**Passage to read:**
++++++++++
We present an experience paper on the application of systematic testing to several case studies. We separate the algorithmic advancements in prior work (on searching the large space of interleavings) from the engineering of their tools. The latter was unsatisfactory; often the tools were limited to a small domain, hard to maintain, and hard to extend to other domains. We designed Nekara, an open-source cross-platform library for easily building custom systematic testing solutions.
We show that (1) Nekara can effectively encapsulate state-of-the-art exploration algorithms by evaluating on prior benchmarks, and (2) Nekara can be applied to a wide variety of scenarios, including existing open-source systems as well as cloud services of a major IT company. Nekara was easy to use, improved testing, and found multiple new bugs.
++++++++++
**Excerpted data:**
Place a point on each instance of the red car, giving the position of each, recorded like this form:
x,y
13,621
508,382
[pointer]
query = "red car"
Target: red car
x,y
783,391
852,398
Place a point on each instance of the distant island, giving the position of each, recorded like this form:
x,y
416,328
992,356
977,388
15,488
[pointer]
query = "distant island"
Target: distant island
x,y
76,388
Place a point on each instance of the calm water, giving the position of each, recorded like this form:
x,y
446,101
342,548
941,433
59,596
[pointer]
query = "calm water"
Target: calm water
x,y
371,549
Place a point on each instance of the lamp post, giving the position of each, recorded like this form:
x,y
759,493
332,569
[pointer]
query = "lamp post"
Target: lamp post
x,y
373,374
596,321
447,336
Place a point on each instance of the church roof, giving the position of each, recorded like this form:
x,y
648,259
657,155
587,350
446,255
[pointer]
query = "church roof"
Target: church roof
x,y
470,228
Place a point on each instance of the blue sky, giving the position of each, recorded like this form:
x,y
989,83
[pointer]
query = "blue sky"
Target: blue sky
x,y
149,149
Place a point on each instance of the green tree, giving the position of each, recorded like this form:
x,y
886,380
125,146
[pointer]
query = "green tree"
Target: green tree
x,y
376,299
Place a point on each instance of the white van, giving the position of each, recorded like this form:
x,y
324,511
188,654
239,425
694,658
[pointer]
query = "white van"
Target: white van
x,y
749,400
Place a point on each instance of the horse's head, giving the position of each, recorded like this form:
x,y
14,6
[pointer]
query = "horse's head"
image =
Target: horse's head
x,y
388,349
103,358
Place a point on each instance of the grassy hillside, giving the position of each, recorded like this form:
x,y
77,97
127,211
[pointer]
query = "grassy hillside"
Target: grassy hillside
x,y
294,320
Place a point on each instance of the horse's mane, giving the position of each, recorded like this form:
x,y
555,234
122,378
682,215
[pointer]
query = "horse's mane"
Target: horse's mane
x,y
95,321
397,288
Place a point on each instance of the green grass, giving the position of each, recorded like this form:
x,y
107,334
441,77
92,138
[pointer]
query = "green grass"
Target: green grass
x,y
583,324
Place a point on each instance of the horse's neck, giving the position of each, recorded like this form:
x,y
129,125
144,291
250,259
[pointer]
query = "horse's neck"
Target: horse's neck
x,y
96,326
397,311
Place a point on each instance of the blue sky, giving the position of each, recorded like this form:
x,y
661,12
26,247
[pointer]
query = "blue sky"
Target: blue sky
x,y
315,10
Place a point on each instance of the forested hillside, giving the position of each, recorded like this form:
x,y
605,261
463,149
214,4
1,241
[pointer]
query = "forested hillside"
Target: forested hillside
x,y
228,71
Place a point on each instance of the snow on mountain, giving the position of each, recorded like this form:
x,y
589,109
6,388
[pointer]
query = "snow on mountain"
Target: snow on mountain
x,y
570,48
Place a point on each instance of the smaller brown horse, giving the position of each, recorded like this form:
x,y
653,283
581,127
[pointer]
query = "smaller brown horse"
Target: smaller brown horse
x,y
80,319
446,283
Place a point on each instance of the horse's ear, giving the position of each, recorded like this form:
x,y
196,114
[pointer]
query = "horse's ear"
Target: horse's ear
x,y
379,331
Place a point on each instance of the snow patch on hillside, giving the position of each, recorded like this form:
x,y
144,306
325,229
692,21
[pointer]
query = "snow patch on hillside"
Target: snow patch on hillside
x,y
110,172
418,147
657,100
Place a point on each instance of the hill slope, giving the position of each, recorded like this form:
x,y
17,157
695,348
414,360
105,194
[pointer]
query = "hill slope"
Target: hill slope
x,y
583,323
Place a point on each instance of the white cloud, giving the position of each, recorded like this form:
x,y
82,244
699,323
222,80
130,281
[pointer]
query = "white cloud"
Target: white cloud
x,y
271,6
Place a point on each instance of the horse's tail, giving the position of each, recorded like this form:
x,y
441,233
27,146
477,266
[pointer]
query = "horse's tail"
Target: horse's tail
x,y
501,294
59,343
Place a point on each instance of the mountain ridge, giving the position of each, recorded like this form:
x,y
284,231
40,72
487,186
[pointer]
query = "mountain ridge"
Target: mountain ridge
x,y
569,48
++++++++++
**Work order 1:** What kind of library does the passage on Nekara say Nekara is?
**Work order 2:** Quote the passage on Nekara word for word, from "We present an" down to "multiple new bugs.".
The data above is separate from the passage on Nekara.

**Answer space 1:** An open-source cross-platform library for easily building custom systematic testing solutions.

**Answer space 2:**
We present an experience paper on the application of systematic testing to several case studies. We separate the algorithmic advancements in prior work (on searching the large space of interleavings) from the engineering of their tools. The latter was unsatisfactory; often the tools were limited to a small domain, hard to maintain, and hard to extend to other domains. We designed Nekara, an open-source cross-platform library for easily building custom systematic testing solutions.
We show that (1) Nekara can effectively encapsulate state-of-the-art exploration algorithms by evaluating on prior benchmarks, and (2) Nekara can be applied to a wide variety of scenarios, including existing open-source systems as well as cloud services of a major IT company. Nekara was easy to use, improved testing, and found multiple new bugs.